# 04 lug covers



## johnfin (Jun 9, 2013)

I bought some 04 lug covers from a dealer online, correct part number listed and shipped, but....they are too large. Look exactly the same but wont fit. Whats the deal. also, what keeps these from falling off. Mine have. They just slip on. I am thinking of putting a dab of silicone on the lug nut.


----------



## GTO JUDGE (May 14, 2005)

johnfin said:


> I bought some 04 lug covers from a dealer online, correct part number listed and shipped, but....they are too large. Look exactly the same but wont fit. Whats the deal. also, what keeps these from falling off. Mine have. They just slip on. I am thinking of putting a dab of silicone on the lug nut.


www.gtog8ta.com will be introducing replacement caps. They'll offer them in black, silver, and chrome. 

Are your lug nuts rounded over? Some of these buffoons in garages love their air guns and hammer the pi$$ out of lug nuts. All for 100lbs or less of torque.

(Records from a point-labeling set)
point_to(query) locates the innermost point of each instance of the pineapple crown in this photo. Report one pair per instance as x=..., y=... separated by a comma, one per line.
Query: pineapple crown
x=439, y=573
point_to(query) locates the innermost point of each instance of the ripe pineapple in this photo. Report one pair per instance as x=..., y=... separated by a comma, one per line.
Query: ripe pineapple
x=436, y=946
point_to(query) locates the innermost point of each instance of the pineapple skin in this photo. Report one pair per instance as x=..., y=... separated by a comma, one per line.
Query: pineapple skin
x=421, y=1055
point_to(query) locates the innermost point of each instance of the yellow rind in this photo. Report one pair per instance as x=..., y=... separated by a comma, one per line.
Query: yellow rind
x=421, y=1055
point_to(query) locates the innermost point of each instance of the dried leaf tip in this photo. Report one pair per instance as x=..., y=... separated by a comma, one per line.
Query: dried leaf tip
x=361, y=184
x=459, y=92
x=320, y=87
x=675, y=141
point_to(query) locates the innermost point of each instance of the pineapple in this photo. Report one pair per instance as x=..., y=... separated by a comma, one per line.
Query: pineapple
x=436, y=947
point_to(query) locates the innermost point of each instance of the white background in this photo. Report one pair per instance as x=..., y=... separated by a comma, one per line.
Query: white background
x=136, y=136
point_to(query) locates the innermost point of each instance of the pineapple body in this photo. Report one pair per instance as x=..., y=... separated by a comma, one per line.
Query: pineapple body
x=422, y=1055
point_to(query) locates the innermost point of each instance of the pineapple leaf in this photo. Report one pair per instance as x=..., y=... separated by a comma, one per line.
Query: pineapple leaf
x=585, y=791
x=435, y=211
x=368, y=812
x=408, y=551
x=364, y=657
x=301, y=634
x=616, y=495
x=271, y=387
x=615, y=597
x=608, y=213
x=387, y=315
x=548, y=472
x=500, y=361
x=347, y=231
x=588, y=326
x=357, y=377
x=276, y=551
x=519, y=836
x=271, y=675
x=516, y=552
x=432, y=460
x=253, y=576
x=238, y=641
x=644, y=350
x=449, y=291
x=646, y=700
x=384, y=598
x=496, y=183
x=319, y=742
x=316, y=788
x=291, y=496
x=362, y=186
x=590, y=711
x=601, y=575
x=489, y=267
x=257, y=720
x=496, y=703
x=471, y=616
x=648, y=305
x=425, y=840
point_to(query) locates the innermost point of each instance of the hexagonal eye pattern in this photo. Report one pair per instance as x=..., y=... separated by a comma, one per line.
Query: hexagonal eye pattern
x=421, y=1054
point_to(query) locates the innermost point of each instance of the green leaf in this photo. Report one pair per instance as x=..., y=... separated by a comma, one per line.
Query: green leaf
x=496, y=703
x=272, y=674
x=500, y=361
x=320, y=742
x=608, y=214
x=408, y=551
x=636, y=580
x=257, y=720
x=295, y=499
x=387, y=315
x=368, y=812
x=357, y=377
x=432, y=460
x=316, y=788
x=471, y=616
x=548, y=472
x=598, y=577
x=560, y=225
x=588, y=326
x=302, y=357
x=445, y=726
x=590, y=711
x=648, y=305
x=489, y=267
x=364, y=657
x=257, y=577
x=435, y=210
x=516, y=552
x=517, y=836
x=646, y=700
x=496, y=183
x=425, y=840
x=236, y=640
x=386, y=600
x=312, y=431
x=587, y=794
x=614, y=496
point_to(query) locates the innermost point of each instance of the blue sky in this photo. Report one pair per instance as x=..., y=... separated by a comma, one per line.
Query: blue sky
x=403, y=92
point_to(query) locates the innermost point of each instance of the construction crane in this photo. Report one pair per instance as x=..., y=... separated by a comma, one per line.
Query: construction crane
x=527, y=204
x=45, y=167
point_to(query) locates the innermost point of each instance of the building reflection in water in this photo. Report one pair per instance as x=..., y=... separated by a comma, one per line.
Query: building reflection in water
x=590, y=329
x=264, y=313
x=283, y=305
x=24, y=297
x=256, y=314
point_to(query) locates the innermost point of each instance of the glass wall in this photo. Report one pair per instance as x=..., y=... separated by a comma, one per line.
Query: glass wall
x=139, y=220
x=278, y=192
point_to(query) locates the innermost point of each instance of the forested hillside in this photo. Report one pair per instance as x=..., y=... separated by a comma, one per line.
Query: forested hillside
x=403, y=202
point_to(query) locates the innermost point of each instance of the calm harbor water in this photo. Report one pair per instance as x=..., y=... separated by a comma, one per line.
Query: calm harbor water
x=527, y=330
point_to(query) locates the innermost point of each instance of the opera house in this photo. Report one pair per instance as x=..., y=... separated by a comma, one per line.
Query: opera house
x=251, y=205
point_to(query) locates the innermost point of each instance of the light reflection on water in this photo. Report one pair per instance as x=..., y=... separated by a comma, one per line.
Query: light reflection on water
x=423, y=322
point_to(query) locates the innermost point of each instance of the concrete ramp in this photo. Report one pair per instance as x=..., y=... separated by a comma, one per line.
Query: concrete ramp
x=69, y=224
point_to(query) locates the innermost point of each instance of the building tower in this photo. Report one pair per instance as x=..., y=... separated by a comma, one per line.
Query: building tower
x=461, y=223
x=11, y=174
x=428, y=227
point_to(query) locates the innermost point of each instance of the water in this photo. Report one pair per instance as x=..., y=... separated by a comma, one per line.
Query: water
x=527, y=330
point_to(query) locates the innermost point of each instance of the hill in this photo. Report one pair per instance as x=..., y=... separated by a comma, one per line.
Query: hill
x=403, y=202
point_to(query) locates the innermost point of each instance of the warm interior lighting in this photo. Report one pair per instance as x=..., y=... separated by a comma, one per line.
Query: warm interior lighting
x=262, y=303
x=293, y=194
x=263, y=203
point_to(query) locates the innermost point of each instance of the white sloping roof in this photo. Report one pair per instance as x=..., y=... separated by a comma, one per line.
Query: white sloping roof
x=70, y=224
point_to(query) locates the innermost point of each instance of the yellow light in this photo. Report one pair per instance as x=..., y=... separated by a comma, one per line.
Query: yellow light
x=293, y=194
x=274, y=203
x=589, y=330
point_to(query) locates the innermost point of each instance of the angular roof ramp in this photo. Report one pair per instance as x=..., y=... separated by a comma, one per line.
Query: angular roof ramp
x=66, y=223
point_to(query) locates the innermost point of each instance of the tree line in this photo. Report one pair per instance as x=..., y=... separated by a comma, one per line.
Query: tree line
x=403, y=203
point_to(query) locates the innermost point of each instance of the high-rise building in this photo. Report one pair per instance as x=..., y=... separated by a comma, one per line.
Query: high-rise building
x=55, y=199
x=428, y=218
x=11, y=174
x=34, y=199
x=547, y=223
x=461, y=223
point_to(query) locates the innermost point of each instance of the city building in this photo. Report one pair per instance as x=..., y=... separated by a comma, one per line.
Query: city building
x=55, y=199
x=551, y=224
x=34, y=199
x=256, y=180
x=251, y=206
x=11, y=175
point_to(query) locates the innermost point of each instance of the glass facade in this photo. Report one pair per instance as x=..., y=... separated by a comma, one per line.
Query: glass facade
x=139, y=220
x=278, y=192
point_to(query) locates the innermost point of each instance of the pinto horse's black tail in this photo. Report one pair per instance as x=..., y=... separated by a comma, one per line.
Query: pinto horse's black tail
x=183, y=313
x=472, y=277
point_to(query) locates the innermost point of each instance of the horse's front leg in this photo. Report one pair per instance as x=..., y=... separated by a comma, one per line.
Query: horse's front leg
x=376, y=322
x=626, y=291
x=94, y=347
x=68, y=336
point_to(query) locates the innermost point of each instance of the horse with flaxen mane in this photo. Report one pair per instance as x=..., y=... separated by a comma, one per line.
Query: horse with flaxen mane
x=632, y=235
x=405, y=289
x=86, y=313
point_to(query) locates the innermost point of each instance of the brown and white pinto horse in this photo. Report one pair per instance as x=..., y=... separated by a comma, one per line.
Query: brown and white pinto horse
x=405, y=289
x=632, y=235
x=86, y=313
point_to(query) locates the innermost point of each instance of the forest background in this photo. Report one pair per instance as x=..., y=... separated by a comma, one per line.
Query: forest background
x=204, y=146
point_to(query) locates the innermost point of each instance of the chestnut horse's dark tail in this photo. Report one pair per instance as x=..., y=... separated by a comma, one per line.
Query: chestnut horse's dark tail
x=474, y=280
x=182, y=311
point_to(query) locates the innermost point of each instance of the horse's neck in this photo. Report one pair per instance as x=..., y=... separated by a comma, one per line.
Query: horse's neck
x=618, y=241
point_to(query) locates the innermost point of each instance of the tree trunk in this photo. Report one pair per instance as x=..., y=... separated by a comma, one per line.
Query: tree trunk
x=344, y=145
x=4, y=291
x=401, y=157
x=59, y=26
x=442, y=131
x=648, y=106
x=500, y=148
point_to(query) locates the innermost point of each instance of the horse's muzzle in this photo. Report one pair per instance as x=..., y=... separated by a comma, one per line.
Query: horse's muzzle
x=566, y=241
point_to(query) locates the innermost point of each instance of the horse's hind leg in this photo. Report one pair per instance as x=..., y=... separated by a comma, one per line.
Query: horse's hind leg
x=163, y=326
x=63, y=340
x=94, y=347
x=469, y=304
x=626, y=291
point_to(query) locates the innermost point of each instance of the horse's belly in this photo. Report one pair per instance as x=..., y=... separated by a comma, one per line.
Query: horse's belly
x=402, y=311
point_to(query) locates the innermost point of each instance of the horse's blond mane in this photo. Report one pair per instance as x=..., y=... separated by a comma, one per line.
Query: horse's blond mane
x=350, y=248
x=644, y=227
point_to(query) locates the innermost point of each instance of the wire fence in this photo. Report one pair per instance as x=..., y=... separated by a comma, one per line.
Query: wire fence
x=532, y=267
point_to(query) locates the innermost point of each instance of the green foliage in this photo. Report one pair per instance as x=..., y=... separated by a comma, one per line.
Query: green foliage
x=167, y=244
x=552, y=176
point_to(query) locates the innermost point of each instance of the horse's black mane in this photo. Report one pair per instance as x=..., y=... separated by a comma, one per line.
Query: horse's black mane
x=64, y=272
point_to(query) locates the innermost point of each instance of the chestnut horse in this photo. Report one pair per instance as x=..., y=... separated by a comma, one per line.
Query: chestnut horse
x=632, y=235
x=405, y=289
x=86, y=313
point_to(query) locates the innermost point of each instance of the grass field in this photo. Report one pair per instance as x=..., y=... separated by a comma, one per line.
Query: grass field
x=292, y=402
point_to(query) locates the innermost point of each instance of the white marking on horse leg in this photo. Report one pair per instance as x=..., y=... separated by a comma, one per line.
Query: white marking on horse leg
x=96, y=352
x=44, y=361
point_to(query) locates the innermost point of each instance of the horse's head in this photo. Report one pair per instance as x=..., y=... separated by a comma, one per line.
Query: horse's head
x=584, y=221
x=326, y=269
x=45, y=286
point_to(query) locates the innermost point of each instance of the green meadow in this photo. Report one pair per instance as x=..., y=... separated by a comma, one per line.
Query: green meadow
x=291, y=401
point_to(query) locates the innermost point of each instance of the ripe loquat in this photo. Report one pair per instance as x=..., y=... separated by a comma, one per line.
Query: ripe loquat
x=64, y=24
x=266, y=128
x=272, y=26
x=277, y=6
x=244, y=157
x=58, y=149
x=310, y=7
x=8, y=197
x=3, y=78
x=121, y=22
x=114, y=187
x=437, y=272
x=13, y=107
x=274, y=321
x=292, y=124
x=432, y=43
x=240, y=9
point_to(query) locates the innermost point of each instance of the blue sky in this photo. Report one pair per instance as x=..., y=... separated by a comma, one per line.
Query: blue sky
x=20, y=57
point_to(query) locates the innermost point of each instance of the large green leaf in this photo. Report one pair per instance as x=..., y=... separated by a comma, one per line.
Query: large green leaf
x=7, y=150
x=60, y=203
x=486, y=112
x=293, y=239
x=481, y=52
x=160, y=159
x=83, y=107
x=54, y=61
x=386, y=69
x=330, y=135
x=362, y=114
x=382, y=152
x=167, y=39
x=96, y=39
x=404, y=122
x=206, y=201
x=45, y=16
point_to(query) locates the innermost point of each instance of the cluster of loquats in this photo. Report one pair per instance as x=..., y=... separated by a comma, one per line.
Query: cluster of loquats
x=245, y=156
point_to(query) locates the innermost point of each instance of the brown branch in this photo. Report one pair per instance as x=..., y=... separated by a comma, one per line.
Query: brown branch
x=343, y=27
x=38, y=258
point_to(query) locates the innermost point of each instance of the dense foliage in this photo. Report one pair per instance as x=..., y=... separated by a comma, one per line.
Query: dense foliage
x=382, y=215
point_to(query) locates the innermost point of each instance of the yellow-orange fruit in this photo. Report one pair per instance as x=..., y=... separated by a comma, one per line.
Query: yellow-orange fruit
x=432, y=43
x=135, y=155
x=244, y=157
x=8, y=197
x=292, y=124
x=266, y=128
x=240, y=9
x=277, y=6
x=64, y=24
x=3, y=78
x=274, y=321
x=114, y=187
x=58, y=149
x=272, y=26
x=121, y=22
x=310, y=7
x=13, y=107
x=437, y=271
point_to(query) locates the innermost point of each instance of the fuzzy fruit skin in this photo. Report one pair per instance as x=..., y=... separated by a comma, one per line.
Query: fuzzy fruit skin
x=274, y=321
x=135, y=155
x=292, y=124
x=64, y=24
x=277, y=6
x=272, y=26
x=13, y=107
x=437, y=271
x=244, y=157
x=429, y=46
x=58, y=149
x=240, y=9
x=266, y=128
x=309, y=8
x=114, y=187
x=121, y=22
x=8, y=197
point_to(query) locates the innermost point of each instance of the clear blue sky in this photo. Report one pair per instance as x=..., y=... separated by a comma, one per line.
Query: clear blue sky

# GIVEN EXERCISE:
Reproduce the passage from the lug covers thread that begins at the words containing "Are your lug" and stops after "less of torque.".

# OUTPUT FOR THIS EXERCISE:
Are your lug nuts rounded over? Some of these buffoons in garages love their air guns and hammer the pi$$ out of lug nuts. All for 100lbs or less of torque.